## PROBLEM DETAILS:
Return each line of the material verbatim.

[Data entries]
==================================================
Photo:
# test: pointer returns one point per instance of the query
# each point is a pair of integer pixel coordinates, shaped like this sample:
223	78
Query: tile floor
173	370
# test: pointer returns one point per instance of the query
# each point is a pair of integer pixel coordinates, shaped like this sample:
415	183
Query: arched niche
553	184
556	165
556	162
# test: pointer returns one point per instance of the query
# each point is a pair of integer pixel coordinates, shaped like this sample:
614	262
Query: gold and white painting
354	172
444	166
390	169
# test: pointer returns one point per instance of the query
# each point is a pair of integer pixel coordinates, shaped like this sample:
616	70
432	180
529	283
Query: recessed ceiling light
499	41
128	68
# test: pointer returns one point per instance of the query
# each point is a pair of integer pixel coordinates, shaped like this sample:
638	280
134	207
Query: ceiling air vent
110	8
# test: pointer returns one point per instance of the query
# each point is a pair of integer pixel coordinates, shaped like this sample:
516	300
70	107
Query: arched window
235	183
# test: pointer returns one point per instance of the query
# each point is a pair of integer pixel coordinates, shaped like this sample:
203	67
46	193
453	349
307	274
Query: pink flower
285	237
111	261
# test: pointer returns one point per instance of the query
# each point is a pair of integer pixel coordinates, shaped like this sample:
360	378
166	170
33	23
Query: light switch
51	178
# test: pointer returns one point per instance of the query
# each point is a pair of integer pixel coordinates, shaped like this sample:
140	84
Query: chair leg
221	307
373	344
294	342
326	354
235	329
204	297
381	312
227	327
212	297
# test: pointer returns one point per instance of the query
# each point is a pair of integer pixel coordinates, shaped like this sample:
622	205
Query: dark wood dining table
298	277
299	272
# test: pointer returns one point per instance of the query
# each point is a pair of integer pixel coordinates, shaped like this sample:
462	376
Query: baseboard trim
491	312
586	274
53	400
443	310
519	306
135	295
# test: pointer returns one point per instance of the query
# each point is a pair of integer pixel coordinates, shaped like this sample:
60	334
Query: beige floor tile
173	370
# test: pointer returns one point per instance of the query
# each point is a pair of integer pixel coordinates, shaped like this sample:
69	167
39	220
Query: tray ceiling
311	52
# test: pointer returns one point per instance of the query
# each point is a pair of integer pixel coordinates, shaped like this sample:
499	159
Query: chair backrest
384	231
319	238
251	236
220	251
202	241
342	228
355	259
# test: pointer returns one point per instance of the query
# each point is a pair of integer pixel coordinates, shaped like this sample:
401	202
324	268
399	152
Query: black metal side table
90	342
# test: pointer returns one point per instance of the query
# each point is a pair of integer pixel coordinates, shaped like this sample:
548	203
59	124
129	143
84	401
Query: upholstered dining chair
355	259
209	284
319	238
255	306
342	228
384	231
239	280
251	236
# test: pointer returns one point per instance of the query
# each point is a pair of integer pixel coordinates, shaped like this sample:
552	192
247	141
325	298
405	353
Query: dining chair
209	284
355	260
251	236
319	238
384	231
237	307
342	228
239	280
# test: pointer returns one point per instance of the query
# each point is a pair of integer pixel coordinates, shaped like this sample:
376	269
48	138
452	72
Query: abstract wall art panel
==================================================
## CORRECT RESULT:
Photo:
# test: pointer returns one point per instance of the query
# each point is a pair of integer pixel coordinates, shaped like this sample:
223	78
Query: tile floor
173	370
# test: pointer returns one point per instance of the query
# each point is a pair of integer pixel coordinates, shaped like this sample:
415	183
Query: arched niche
553	184
556	165
556	162
# test: pointer returns one point per instance of the query
# each point is a pair of integer pixel coordinates, shaped like this sample:
614	262
Query: gold and white painting
354	172
444	166
390	169
# test: pointer returns one point per instance of the query
# each point is a pair of integer pixel coordinates, shaped like this sample:
616	70
432	180
529	283
Query: recessed ceiling light
499	41
128	68
# test: pointer returns one point per instance of the query
# each point is a pair of integer pixel coordinates, shaped like this sample:
638	280
134	207
Query: ceiling air vent
110	8
# test: pointer returns one point per instance of the query
# each point is a pair of integer pixel coordinates, shaped like this sample:
516	300
70	107
Query: arched window
235	183
# test: pointer returns one point per instance of the query
# each point is a pair of integer pixel coordinates, shaped like this sample:
203	67
46	193
453	349
307	274
Query: pink flower
285	237
111	261
# test: pointer returns one point per instance of the query
# each point is a pair of integer pixel coordinates, shaped like this sample:
360	378
166	170
33	23
Query: light switch
51	178
# test: pointer returns one point per instance of the query
# each point is a pair of integer pixel coordinates, shaped like this sample:
140	84
Query: chair leg
221	307
373	344
294	342
326	354
235	329
204	297
381	312
227	327
212	297
# test: pointer returns one point per instance of the query
# each point is a pair of integer pixel coordinates, shaped like this sample:
622	205
Query: dark wood dining table
298	277
299	272
# test: pointer returns one point per instance of the query
# each point is a pair of integer pixel coordinates, shaped like this sample:
462	376
Query: baseboard trim
491	312
586	274
53	400
443	310
519	306
135	295
# test: pointer returns one point per instance of the query
# each point is a pair of integer pixel coordinates, shaped like this sample:
60	334
Query: beige floor tile
173	370
# test: pointer returns one point per instance of the query
# each point is a pair of integer pixel coordinates, shaped like this sample:
69	167
39	220
Query: tray ceiling
311	52
# test: pointer returns one point per instance of the query
# each point is a pair of integer pixel coordinates, shaped like this sample:
499	159
Query: chair backrest
384	231
319	238
251	236
220	251
202	241
342	228
355	259
# test: pointer returns one point per instance of the query
# each point is a pair of integer pixel coordinates, shaped like this sample:
401	202
324	268
399	152
Query: black metal side table
90	342
# test: pointer returns one point per instance of the query
# each point is a pair of integer pixel coordinates, shaped like this sample:
548	203
59	124
129	143
84	401
Query: upholstered dining chair
355	259
209	284
319	238
255	306
342	228
384	231
239	280
251	236
# test: pointer returns one point per instance of the query
# each point is a pair of integer pixel coordinates, shaped like this sample:
552	192
247	141
325	298
405	353
Query: dining chair
209	284
355	260
251	236
319	238
384	231
237	307
342	228
239	280
# test: pointer returns one point per instance of the query
# each point is a pair of integer pixel coordinates, shaped like this sample:
376	269
48	138
452	72
Query: abstract wall art panel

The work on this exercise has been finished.